> SUPPLIED TEXT:

· · · · · · ·

"The Limey" has a great plot, if only it could hurry up and tell it. For a movie that is 89 minutes, it seems to drag on for eternity! Steven Soderbergh does a fine enough job, but his over-stylized directing starts to wear on you right from the start.
Directors: Steven Soderbergh
Producers: John Hardy, Scott Kramer
Writers: Lem Dobbs
Features: Filmmaker's Commentary - Steven Soderbergh (Director), Lem Dobbs (Writer); 60's Documentary - Terence Stamp, Peter Fonda, Lesley Ann Warren, Barry Newman and Joe Dallesandro; 5.1 Dolby Digital/Dolby Surround; Trailer and TV Spots; Isolated Music Score; Production Notes; Technical Specifications; Cast and Crew Information
Wilson - Terence Stamp
Ed Roel - Luis Guzman
Terry Valentine - Peter Fonda
"The Limey" has a great plot, if only it could hurry up and tell it. For a movie that is 89 minutes, it seems to drag on for eternity! Steven Soderbergh does a fine enough job, but his over-stylized directing starts to wear on you right from the start. Taking a great action story like "The Limey" and transferring it into a drama was just bad form. It's like making "Rambo" fit the pace of "Howard's End." It is just not supposed to be that way.

· · · · · · ·

> GIVEN RECORDS:
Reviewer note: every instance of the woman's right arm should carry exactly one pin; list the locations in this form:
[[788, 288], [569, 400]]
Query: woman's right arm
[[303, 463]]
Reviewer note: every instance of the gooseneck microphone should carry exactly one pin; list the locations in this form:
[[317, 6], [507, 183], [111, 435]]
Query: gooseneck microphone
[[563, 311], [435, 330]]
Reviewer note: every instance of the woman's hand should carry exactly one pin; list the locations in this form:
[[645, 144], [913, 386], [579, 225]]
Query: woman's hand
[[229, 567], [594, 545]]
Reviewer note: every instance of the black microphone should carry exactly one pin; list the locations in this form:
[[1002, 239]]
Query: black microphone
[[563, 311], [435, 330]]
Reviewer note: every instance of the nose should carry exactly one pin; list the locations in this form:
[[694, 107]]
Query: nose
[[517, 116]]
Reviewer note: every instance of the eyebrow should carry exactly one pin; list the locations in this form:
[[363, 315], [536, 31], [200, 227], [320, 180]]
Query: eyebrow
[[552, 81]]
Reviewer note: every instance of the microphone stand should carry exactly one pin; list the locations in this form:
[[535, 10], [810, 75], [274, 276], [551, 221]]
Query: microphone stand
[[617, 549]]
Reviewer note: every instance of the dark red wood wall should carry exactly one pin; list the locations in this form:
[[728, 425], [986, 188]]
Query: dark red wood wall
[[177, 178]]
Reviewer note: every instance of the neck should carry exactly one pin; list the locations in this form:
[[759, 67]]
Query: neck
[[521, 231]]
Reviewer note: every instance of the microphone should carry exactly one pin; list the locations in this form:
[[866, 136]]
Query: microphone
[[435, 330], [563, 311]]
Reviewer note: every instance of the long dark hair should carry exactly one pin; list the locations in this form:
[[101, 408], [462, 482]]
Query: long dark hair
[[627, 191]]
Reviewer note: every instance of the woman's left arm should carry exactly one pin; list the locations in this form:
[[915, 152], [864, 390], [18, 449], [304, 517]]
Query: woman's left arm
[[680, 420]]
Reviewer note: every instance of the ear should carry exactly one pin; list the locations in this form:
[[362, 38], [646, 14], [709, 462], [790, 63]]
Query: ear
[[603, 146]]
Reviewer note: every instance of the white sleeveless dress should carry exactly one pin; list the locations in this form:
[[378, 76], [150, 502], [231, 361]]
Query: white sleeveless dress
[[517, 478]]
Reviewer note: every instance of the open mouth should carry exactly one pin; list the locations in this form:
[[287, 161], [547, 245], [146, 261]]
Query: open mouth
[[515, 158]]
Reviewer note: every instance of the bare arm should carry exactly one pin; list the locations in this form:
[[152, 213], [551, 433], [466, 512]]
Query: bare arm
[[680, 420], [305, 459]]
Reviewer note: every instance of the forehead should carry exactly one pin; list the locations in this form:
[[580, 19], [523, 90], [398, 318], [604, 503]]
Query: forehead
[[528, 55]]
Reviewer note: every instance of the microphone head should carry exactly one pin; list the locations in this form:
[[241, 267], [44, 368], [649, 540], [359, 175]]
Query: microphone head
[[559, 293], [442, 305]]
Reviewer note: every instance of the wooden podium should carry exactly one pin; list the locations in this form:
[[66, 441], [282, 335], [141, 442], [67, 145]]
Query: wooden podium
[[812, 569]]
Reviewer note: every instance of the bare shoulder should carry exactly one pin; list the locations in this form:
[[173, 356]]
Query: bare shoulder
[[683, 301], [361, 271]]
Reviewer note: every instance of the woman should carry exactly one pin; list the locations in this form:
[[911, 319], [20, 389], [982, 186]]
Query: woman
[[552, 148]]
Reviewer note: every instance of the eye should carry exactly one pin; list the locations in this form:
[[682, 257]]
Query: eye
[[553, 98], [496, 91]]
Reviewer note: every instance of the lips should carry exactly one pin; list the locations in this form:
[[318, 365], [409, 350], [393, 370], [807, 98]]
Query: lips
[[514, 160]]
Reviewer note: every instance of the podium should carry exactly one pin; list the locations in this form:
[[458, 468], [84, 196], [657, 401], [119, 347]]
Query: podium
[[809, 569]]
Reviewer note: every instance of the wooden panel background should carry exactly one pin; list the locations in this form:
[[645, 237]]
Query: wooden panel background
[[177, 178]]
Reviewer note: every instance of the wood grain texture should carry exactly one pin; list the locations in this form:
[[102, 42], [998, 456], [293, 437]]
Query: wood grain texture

· · · · · · ·

> WHAT THIS TASK INVOLVES:
Answer these questions from the review of "The Limey":
1. How many minutes long is the movie?
2. Who is credited as the writer?
3. Who plays Terry Valentine?
The listing has nothing to do with the review of "The Limey."

> EXERCISE ANSWER:
1. 89 minutes
2. Lem Dobbs
3. Peter Fonda